Material shown
>> START
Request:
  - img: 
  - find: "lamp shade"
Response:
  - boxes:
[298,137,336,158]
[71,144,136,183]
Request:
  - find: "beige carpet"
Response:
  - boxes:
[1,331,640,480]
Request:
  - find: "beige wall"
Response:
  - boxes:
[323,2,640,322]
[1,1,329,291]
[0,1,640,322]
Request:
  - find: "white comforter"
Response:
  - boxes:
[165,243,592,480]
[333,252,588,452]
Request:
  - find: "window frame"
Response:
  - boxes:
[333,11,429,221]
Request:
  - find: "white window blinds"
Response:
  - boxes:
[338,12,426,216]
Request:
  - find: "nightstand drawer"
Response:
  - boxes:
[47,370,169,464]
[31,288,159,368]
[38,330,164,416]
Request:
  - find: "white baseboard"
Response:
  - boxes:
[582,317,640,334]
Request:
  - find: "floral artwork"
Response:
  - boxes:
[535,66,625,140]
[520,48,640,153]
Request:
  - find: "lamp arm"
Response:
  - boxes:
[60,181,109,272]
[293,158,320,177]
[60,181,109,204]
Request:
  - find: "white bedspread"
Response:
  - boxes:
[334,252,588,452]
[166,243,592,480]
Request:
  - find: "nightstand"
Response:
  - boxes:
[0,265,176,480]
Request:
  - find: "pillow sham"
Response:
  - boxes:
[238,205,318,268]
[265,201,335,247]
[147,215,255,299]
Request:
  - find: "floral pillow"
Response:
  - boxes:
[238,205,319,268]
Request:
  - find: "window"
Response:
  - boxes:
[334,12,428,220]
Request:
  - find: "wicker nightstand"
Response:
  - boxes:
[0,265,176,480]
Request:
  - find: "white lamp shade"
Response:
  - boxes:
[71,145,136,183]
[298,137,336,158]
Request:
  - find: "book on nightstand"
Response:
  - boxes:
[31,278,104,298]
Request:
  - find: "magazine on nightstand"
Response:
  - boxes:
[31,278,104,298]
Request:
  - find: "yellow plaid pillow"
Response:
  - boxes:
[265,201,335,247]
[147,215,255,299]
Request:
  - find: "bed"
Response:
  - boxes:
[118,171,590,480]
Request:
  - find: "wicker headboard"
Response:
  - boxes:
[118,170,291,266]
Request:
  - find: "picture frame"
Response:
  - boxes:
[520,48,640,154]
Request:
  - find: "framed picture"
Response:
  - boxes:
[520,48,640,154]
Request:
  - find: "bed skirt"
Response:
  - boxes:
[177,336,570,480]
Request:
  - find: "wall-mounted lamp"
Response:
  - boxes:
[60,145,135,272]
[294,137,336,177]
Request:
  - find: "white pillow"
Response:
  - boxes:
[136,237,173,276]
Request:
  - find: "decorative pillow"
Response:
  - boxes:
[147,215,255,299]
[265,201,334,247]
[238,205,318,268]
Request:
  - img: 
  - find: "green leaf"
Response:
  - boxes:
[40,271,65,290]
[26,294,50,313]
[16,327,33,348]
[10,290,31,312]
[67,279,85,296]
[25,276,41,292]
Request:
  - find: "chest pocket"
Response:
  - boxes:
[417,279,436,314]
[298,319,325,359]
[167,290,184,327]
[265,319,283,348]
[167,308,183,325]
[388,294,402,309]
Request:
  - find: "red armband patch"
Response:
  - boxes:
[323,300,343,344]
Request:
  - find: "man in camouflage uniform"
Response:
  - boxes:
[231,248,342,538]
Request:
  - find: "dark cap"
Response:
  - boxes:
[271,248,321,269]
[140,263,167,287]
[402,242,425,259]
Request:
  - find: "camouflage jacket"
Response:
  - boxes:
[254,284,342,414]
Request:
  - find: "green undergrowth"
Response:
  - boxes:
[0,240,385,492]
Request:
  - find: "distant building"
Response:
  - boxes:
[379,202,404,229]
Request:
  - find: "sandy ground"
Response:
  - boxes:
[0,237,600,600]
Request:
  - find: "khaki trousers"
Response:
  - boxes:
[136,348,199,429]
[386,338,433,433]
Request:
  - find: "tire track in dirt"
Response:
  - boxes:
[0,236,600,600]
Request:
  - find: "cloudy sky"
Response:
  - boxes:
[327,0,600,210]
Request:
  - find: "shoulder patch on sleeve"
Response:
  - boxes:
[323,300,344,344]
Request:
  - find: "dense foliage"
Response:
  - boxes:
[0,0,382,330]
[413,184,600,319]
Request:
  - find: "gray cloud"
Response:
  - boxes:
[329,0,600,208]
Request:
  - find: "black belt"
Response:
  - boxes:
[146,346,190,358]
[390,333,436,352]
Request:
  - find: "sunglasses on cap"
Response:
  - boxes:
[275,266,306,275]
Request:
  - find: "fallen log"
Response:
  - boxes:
>> END
Problem requirements
Reproduce all of the data above verbatim, line for line, without adding, dropping, or changing anything.

Written answer
Request:
  - img: 
  - find: "lamp shade"
Response:
  - boxes:
[298,137,336,158]
[71,144,136,183]
Request:
  - find: "beige carpet"
Response:
  - boxes:
[1,331,640,480]
Request:
  - find: "beige wall"
Response:
  - boxes:
[323,2,640,322]
[1,1,329,291]
[0,1,640,322]
Request:
  - find: "white comforter"
Response:
  - boxes:
[165,243,592,480]
[333,252,588,452]
Request:
  - find: "window frame"
Response:
  - boxes:
[333,11,429,221]
Request:
  - find: "white window blinds"
Response:
  - boxes:
[338,12,426,216]
Request:
  - find: "nightstand drawer"
Response:
  - boxes:
[47,370,169,464]
[31,288,159,368]
[38,330,164,416]
Request:
  - find: "white baseboard"
Response:
  - boxes:
[582,317,640,334]
Request:
  - find: "floral artwork"
Response:
  - boxes:
[535,66,625,140]
[520,48,640,153]
Request:
  - find: "lamp arm"
Response:
  - boxes:
[60,181,109,272]
[293,158,320,177]
[60,181,109,204]
Request:
  - find: "white bedspread"
Response:
  - boxes:
[334,252,588,452]
[166,243,592,480]
Request:
  - find: "nightstand"
Response:
  - boxes:
[0,265,176,480]
Request:
  - find: "pillow sham"
Response:
  - boxes:
[238,205,318,268]
[265,201,335,247]
[147,215,255,299]
Request:
  - find: "floral pillow"
Response:
  - boxes:
[238,205,319,268]
Request:
  - find: "window"
Response:
  - boxes:
[334,12,428,220]
Request:
  - find: "wicker nightstand"
Response:
  - boxes:
[0,265,176,480]
Request:
  - find: "white lamp shade"
Response:
  - boxes:
[71,145,136,183]
[298,137,336,158]
Request:
  - find: "book on nightstand"
Response:
  - boxes:
[31,278,104,298]
Request:
  - find: "magazine on nightstand"
Response:
  - boxes:
[31,278,104,298]
Request:
  - find: "yellow plaid pillow"
Response:
  - boxes:
[265,201,335,247]
[147,215,255,299]
Request:
  - find: "bed"
Response:
  - boxes:
[118,171,590,480]
Request:
  - find: "wicker headboard"
Response:
  - boxes:
[118,170,291,266]
Request:
  - find: "picture frame"
Response:
  - boxes:
[520,48,640,154]
Request:
  - find: "framed picture"
Response:
  - boxes:
[520,48,640,154]
Request:
  - find: "bed skirt"
Response:
  - boxes:
[177,336,570,480]
Request:
  - find: "wall-mounted lamp"
Response:
  - boxes:
[60,145,135,272]
[294,137,336,177]
Request:
  - find: "white pillow"
Response:
  - boxes:
[136,237,173,276]
Request:
  - find: "decorative pillow"
Response:
  - boxes:
[147,215,255,299]
[265,201,334,247]
[238,205,318,268]
Request:
  - img: 
  - find: "green leaf"
Response:
  - boxes:
[40,271,65,290]
[26,294,50,313]
[16,327,33,348]
[10,290,31,312]
[67,279,85,296]
[25,276,41,292]
Request:
  - find: "chest pocket"
Response:
  - boxes:
[417,279,436,314]
[298,319,325,359]
[167,290,184,327]
[265,319,283,348]
[167,308,183,325]
[388,294,402,309]
Request:
  - find: "red armband patch"
Response:
  - boxes:
[323,300,343,344]
Request:
  - find: "man in camouflage uniform"
Response:
  - boxes:
[231,248,342,538]
Request:
  - find: "dark cap"
Response:
  - boxes:
[271,248,321,269]
[140,263,167,287]
[402,242,425,259]
Request:
  - find: "camouflage jacket"
Response:
  - boxes:
[254,284,342,414]
Request:
  - find: "green undergrowth"
Response:
  - boxes:
[0,240,385,492]
Request:
  - find: "distant building"
Response:
  - boxes:
[379,202,404,229]
Request:
  - find: "sandy ground"
Response:
  - boxes:
[0,237,600,600]
Request:
  - find: "khaki trousers"
Response:
  - boxes:
[136,348,199,429]
[386,338,433,433]
Request:
  - find: "tire track in dirt"
Response:
  - boxes:
[0,236,600,600]
Request:
  - find: "cloudy sky"
Response:
  - boxes:
[327,0,600,210]
Request:
  - find: "shoulder patch on sleeve"
Response:
  - boxes:
[323,300,344,344]
Request:
  - find: "dense foliage"
Response:
  - boxes:
[0,0,382,330]
[413,184,600,319]
Request:
  - find: "gray cloud"
Response:
  - boxes:
[329,0,600,208]
Request:
  - find: "black belt"
Response:
  - boxes:
[146,346,190,358]
[390,333,436,352]
Request:
  - find: "sunglasses on cap"
Response:
  - boxes:
[275,266,306,275]
Request:
  - find: "fallen log"
Response:
  - boxes:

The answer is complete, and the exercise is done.